** BEGIN The data **

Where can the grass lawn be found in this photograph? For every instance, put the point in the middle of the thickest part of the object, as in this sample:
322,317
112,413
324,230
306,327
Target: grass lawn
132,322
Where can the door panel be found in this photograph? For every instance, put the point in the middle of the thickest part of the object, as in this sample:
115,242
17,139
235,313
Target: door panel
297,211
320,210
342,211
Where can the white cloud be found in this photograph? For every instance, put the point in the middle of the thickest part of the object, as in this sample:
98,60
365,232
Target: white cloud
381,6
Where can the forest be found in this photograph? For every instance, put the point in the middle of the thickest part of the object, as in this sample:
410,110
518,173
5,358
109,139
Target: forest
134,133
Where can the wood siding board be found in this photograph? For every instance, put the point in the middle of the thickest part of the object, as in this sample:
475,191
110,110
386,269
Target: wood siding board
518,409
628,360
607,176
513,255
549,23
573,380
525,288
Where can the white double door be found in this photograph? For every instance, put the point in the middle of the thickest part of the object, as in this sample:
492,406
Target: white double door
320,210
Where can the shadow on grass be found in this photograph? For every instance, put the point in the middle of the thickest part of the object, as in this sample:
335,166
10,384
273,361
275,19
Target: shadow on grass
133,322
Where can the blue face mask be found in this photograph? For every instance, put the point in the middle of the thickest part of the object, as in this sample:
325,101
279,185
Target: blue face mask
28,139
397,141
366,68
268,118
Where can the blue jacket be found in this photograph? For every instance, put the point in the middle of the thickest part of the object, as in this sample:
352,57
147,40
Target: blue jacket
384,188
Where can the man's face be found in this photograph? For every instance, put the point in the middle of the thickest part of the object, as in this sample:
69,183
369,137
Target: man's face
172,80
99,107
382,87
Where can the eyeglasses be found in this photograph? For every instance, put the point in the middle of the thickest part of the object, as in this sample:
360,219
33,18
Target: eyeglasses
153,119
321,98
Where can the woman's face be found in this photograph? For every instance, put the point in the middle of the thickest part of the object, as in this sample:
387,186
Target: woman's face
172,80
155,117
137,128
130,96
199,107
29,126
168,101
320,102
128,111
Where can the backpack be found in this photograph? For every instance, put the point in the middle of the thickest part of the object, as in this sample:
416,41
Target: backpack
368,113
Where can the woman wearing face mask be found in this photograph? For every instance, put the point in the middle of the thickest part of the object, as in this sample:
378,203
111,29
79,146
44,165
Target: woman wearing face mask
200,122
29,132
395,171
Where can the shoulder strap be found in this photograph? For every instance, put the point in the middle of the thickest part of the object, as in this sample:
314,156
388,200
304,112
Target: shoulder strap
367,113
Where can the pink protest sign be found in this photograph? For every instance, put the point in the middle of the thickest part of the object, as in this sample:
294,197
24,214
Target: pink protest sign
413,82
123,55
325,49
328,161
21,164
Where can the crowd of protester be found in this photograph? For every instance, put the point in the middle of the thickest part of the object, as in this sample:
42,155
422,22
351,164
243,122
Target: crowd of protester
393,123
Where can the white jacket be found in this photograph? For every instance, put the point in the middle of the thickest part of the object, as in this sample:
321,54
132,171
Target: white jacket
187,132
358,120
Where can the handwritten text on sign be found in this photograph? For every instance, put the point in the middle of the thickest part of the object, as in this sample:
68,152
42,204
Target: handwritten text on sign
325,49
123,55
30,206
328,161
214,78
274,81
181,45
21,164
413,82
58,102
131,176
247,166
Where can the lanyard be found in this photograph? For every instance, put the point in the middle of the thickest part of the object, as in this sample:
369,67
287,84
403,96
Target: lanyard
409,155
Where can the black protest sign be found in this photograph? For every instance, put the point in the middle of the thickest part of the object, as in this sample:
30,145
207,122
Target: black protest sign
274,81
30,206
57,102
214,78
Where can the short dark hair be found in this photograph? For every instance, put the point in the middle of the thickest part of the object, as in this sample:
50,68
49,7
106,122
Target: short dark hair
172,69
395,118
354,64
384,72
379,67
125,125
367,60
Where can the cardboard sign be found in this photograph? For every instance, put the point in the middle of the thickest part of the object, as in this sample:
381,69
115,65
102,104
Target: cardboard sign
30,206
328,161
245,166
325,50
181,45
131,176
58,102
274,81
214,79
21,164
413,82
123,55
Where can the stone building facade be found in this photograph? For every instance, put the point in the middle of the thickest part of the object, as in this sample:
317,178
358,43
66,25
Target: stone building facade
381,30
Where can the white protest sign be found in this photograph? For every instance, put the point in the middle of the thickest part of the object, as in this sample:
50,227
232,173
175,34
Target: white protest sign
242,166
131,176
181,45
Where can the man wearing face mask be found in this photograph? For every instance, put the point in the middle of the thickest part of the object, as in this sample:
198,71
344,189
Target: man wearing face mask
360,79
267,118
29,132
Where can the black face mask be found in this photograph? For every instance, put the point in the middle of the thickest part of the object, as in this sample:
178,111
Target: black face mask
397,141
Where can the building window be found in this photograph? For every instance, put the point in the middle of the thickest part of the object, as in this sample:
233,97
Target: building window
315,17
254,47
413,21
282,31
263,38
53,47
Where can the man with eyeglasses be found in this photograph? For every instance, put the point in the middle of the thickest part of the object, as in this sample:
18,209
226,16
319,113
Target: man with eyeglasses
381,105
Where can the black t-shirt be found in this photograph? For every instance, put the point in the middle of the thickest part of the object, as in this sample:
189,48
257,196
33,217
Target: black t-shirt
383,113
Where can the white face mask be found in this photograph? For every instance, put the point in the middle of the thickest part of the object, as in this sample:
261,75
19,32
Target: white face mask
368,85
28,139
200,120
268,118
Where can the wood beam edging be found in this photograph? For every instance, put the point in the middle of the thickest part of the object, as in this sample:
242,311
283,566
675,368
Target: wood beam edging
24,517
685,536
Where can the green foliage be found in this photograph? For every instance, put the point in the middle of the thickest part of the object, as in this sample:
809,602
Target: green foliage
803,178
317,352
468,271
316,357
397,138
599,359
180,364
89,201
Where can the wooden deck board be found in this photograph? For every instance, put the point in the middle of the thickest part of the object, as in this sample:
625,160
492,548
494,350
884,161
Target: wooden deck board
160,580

** END The data **

#### [Objective]
Copy the material word for word, starting at the line that contains "Where can the wooden" and ending with the last line of the material, both included.

#### [Answer to this problem]
Where can the wooden deck board be found in this photograph? For every instance, put the point in the middle of the thickest part of the object, as in this sample:
625,160
492,548
494,350
884,161
Target: wooden deck board
160,580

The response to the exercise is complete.